# START OF Supplied records
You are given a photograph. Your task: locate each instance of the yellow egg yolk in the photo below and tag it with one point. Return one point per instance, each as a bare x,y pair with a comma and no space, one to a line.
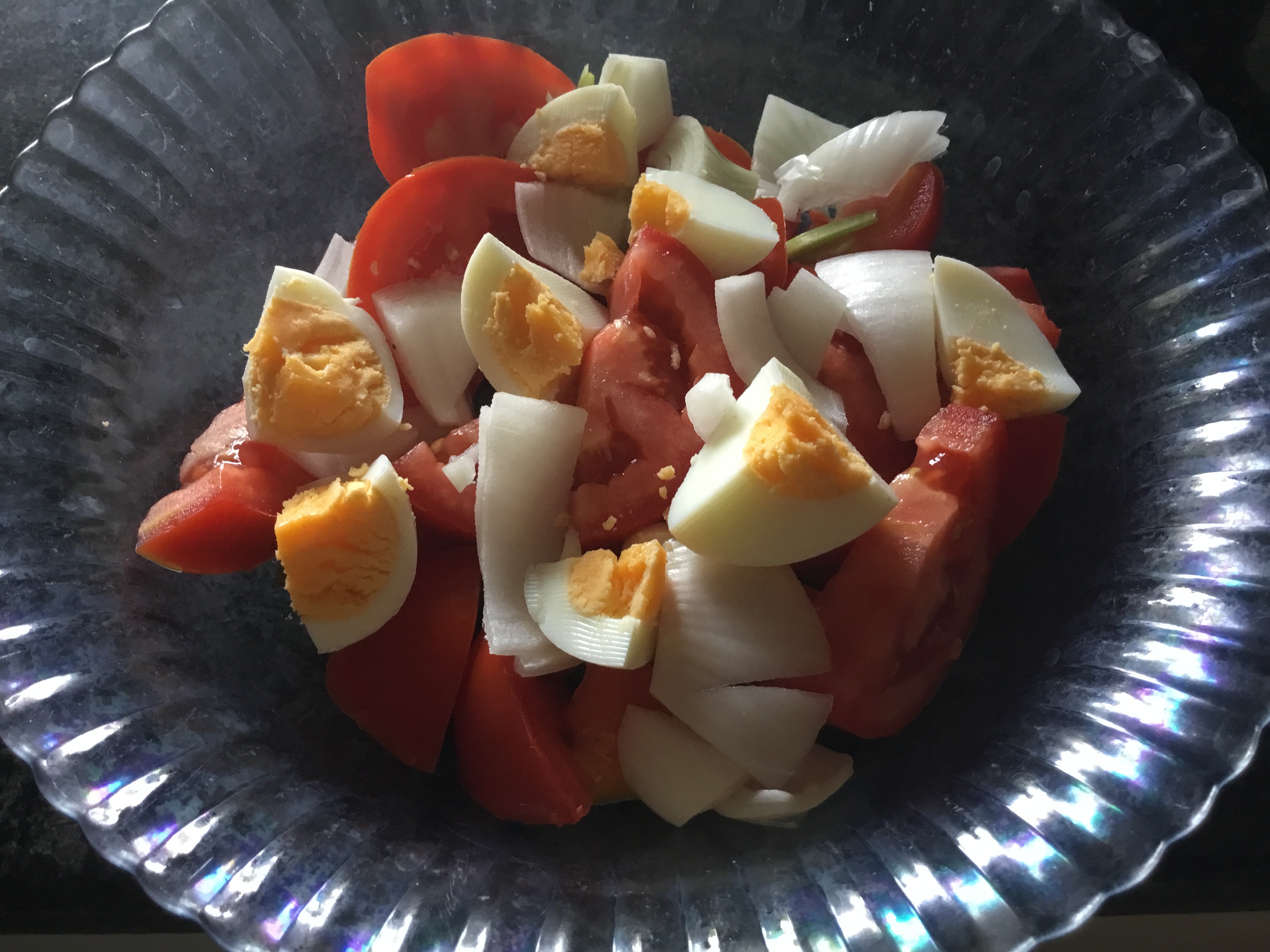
657,205
601,259
337,545
793,448
310,372
587,154
535,337
989,378
600,583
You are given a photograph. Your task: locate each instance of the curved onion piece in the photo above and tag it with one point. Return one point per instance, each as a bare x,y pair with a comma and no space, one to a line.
675,772
819,776
529,450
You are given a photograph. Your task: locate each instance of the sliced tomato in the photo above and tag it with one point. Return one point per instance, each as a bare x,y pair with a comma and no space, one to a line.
510,738
662,284
400,683
847,371
905,601
1028,471
431,220
732,150
592,720
445,94
775,266
223,522
437,504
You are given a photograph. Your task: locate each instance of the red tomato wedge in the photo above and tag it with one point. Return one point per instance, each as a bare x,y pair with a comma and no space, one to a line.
732,150
400,683
775,267
445,94
905,601
662,284
510,737
431,220
1028,471
847,371
592,720
223,522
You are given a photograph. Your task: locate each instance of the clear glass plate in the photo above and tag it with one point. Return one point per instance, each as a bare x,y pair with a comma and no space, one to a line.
1121,671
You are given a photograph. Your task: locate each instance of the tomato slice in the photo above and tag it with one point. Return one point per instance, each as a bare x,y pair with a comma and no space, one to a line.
732,150
510,737
223,522
905,601
445,94
400,683
592,720
1028,471
662,284
847,371
431,220
775,266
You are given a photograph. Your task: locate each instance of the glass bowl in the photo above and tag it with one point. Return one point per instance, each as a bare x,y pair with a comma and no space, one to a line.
1119,673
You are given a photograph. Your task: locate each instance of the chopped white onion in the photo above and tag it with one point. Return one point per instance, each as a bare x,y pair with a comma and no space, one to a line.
559,221
891,312
336,262
751,341
529,450
784,131
865,160
675,772
708,402
817,779
766,730
423,322
806,317
732,625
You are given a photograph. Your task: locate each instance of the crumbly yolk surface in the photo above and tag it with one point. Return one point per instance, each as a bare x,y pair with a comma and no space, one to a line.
793,448
600,583
535,337
601,259
987,376
310,372
337,545
587,154
660,206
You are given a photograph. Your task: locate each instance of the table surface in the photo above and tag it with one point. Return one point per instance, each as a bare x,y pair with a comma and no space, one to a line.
51,881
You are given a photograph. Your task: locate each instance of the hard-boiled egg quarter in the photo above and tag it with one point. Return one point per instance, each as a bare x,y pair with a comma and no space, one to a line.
991,352
526,326
727,233
348,551
321,376
776,484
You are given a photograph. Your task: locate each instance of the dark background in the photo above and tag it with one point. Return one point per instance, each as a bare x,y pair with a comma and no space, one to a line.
50,878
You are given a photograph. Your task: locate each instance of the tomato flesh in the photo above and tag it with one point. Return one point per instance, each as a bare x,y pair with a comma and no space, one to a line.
430,221
444,94
510,738
400,683
223,522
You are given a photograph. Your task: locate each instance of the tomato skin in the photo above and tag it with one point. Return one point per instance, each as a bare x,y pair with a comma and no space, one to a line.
442,94
1028,471
223,522
847,371
732,150
431,220
906,598
400,683
592,720
662,284
775,266
512,756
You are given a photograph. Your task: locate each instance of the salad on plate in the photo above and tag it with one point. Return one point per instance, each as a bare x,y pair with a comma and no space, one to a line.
630,456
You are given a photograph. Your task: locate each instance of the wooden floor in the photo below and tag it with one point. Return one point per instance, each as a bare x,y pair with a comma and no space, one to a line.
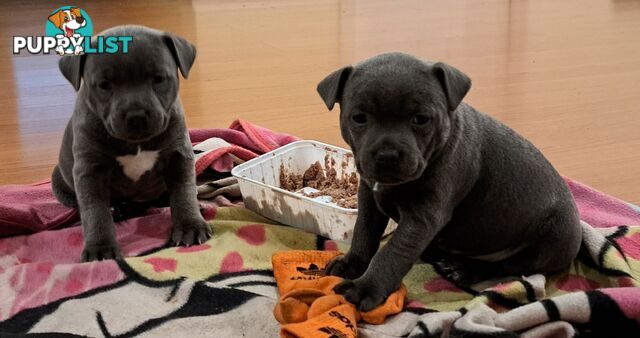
565,74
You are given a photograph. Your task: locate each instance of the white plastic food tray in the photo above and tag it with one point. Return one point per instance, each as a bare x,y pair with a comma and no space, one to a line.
259,181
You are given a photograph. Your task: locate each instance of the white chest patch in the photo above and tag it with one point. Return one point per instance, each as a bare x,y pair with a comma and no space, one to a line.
134,166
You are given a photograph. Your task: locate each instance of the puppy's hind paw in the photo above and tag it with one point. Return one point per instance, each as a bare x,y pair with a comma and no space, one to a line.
191,233
101,252
364,296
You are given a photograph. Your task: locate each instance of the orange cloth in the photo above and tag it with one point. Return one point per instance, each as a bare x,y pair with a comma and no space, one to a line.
308,307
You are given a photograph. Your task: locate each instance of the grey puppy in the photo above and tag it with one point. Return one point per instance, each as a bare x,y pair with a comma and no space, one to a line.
127,138
467,192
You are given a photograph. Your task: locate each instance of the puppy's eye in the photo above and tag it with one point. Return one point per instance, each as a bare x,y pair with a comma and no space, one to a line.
158,79
105,85
359,118
420,120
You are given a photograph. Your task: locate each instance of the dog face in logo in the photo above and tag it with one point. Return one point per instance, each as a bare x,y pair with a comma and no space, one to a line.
68,20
# END OF Supplied records
• _Your goal_:
Swap "photograph" for "image" throughout the records and write all of them out again with everything else unchanged. Leave the pictures out.

• _Worked solution_:
You are given a image. Your task: locate each instance of the yellow egg yolk in the photo below and tag it with one point. Return one point per instance, each as a bare x,y pair with a comma and no space, one to a line.
657,205
601,259
337,545
793,448
310,372
587,154
535,337
989,378
600,583
You are given a image. Your task: locate each instance of the curved onion piece in the photo above and tag it with one point. Return one point per instance, each as a bare x,y pair with a comma and no space, one to a line.
675,772
819,776
529,450
You are given a image. Your task: locate each instance of the sliced tomato in the photo above and tag it with one point. Return one point per instance, each as a bare x,y pair with a comma and no space, one to a line.
510,738
662,284
400,683
847,371
905,601
1028,471
431,220
732,150
592,720
445,94
775,266
223,522
437,504
You are given a image. Your task: locate each instance of the red tomato wedge in the photo above and tag it with one point. Return one point per instance, each as a bare x,y pair with a comma and no space, one to a line.
732,150
400,683
775,267
445,94
905,601
662,284
510,737
431,220
1028,471
847,371
592,720
223,522
You are given a image. Your task: locate each instance of the clear glass plate in the photo above and tag it with one point. Return one point per instance, each as a bare x,y pair with a comma and no space, one to a line.
1121,671
You are given a image. Your task: locate each instance of the tomato slice in the photo above and tag it with one point. Return one point per instance, each as a bare x,y pair with a comma and no space, one to a line.
732,150
510,737
223,522
905,601
445,94
400,683
592,720
1028,471
662,284
847,371
431,220
775,266
You are given a image. Your task: locate each instance of the glass bowl in the photo above and tag it with one point. Return one point per instance, each as a bare x,y pair with a comma and no space, one to a line.
1119,673
You are given a image. Your task: locate each instance of the chopped white onion in the photo above and tag it with one point. Return one point per instance, each as a bare x,y pair with a comma and no space, one to a line.
559,221
891,312
336,262
751,341
529,450
784,131
865,160
675,772
708,402
817,779
766,730
423,322
806,317
732,625
You are given a image. Your task: locate each instance of the crumbly yolk surface in the photo above and tag it with one point. Return one point per instance, each as a bare x,y pair with a comma and no space, one to a line.
793,448
600,583
535,337
601,259
987,376
310,372
337,545
587,154
660,206
You are given a image. Your task: locate each instance of the table surface in the photo above and tag it with one point. Return one point per instance, each as a bare x,y pair with a comma and no space, one to a line.
51,881
You are given a image. Your task: locate each instance of the hard-boiled egg quarter in the photo above and tag it with one point. Return one point per instance, each as a bare x,y pair with a comma and no space, one to a line.
991,352
526,326
727,233
348,551
321,376
776,484
You are given a image. Your task: locate each instance of the dark background in the photo above and tag it with one point. Return one point per instance, each as a bare x,y pair with a comma and no space, one to a line.
50,878
You are given a image. Your task: locate each instance of the tomato flesh in the photo above and tag it with one point. Return one point per instance, each as a bare x,y pair with a comma and no space, one to a line.
430,221
444,94
510,738
400,683
223,522
You are given a image. Your task: locate each instance of the tomato skin in the photo above and tag it with one point. Return one point per instance, each as a bare x,y pair with a comma and no space, one to a line.
442,94
1028,471
223,522
847,371
732,150
431,220
906,598
400,683
592,720
662,284
775,266
512,756
You are given a image. Your task: locate each instance of the salad on plate in the photo above and tag it with one point. Return one point per instance, each as a bare x,y pair with a comma and no space, one to a line.
630,456
You are given a image. Your task: locate each instance of the wooden floor in the photo below and tag it with one point. Return one point per instance, each as a bare x,y pair with a comma and no space, one to a line.
565,74
You are given a image. Your task: locate each instance of the white plastic food tray in the photo above and tag it with one point. Return one point per instance, each as a bare x,y pair with a comma and no space, one to a line.
259,181
You are given a image. Your task: locate each instance of the white chest patch in the photo above and tag it with one point. Return one point per instance, each as a bare x,y pair with a comma and no space, one to a line.
134,166
You are given a image. Your task: locate each instance of the puppy's hind paw in the photo above and tag it with one point. Return one point per instance, each as a bare x,y pair with a comma and no space, one to a line.
191,233
101,252
364,296
You are given a image. Your task: locate each instance of the orange cloth in the photo above and tag it with one point. Return one point per instance, each as a bare x,y pair with a comma and no space, one to a line.
308,307
You are given a image. Your task: locate each instance of the grey puppy in the photo above and tag it with one point. Return one point per instance, each as a bare x,y pair with a comma and no space, one to a line.
127,138
467,192
You are given a image. Your task: locate each instance of the puppy's eye in the photo above and tag it with one point. Return one point per instance, each as a bare x,y pair with a comma and no space, one to a line.
158,79
105,85
359,118
420,120
You are given a image. Your task: locate each instance of the dog face in logo in the photo above and tag it with one point. Return one point per instance, each as a bare x,y pair with a comma and no space, one to a line.
68,20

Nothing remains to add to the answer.